[WORKING DATA Boundary: Start]

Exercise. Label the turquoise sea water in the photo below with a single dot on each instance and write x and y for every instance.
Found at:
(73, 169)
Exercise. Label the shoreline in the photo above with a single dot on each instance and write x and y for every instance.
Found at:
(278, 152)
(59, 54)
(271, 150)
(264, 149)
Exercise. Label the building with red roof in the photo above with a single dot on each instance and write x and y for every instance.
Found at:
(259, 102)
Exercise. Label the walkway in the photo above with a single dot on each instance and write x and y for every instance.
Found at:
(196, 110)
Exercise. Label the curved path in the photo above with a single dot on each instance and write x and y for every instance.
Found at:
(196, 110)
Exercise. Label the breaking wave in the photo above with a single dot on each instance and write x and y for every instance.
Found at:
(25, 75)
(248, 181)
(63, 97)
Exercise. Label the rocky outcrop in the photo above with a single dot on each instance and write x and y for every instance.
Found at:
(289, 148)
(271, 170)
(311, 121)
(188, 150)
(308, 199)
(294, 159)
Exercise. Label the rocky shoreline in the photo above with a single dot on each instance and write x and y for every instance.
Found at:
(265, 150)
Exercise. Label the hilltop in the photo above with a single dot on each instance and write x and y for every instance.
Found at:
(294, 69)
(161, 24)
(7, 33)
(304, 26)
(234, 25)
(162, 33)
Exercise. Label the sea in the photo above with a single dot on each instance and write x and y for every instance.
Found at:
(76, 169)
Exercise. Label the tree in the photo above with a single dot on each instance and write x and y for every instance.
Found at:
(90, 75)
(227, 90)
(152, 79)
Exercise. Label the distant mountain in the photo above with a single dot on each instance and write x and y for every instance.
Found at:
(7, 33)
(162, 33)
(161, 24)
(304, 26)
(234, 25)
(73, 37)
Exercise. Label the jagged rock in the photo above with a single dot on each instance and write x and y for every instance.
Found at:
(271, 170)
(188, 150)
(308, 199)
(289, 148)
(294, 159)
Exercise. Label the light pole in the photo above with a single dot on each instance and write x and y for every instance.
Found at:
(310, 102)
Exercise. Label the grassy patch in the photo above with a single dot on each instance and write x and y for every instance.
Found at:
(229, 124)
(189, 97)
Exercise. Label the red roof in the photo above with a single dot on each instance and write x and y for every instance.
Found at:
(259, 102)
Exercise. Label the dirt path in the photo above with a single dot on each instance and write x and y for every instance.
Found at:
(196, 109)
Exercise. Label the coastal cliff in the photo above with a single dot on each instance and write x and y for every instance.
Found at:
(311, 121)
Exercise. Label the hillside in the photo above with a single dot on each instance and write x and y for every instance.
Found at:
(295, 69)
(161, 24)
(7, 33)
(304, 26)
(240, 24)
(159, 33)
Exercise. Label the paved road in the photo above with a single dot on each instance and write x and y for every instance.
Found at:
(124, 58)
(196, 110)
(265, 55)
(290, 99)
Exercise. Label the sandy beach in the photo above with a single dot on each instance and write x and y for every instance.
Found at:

[WORKING DATA Boundary: End]

• [TASK ITEM] Every line above should be transcribed exactly.

• [COMPLETED EXERCISE]
Exercise. Label the turquoise sea water in the photo below with a single dot on each instance and write x and y for every instance.
Found at:
(73, 169)
Exercise. Label the shoreline in the photo above with a single dot on each instance and write x and y for every instance.
Found at:
(278, 152)
(59, 54)
(271, 150)
(264, 149)
Exercise. Label the building with red roof in the photo above with a single dot on each instance and write x and y for every instance.
Found at:
(259, 102)
Exercise. Label the walkway in the photo above with a single dot on each instance and write x and y for every instance.
Found at:
(196, 110)
Exercise. Label the curved path in the photo above with a single dot on each instance and write x and y for every instance.
Found at:
(196, 110)
Exercise. Label the breaking wave in the photo above with a single dot on each instance and write x and y for every instance.
Found at:
(25, 75)
(248, 181)
(63, 97)
Exercise. Label the rocky outcrop in the photo above with a single dot on each instance and write x and y for every instance.
Found at:
(289, 148)
(271, 170)
(311, 121)
(188, 150)
(308, 199)
(294, 159)
Exercise. Label the rocky shoreline in the photo above with a single dot on each instance and write x and y for every instance.
Found at:
(265, 150)
Exercise. Label the hilltop in the photo above with a single dot on each instance and write x and y for every instance.
Found at:
(294, 69)
(161, 24)
(7, 33)
(304, 26)
(234, 25)
(162, 33)
Exercise. Label the sea in the photo above with a single dot on each instance and write x and y for every instance.
Found at:
(76, 169)
Exercise. Label the tree in the photo above with a single dot on each instance and write x and y for every instance.
Found at:
(90, 75)
(227, 90)
(152, 79)
Exercise. Label the distant mountain in the photo above with a single dot on each instance and write x and y for every instance.
Found at:
(7, 33)
(162, 33)
(161, 24)
(304, 26)
(234, 25)
(73, 37)
Exercise. Label the jagged rock in the photo above with a single dot on each instance and write x and y for every instance.
Found at:
(271, 170)
(188, 150)
(308, 199)
(289, 148)
(294, 159)
Exercise. Label the light pole in the photo above with a single dot on each instance and write x and y for every instance.
Found at:
(310, 102)
Exercise. Label the grassy patch in the photo above with a single dot on each instance and write x and y for every instance.
Found at:
(229, 124)
(189, 97)
Exercise. Label the red roof in the photo above with a single dot on each instance and write x and y for every instance.
Found at:
(259, 102)
Exercise. Label the dirt path in the photo above with a single dot on each instance and write x and y for every instance.
Found at:
(196, 109)
Exercise. Label the coastal cliff in the photo above with a single dot on each instance and write x and y for every instance.
Found at:
(311, 121)
Exercise. Label the hillside in the photo above with a single dot on each instance and write x and y for every instance.
Found at:
(295, 69)
(161, 24)
(7, 33)
(304, 26)
(240, 24)
(159, 33)
Exercise. Label the paved road in the photo above with a single dot on each instance and write x and y for every instance.
Found at:
(124, 58)
(196, 110)
(265, 55)
(290, 99)
Exercise. Label the sandy beach in the photo above with a single dot on each instance and write x and y for every instance.
Found at:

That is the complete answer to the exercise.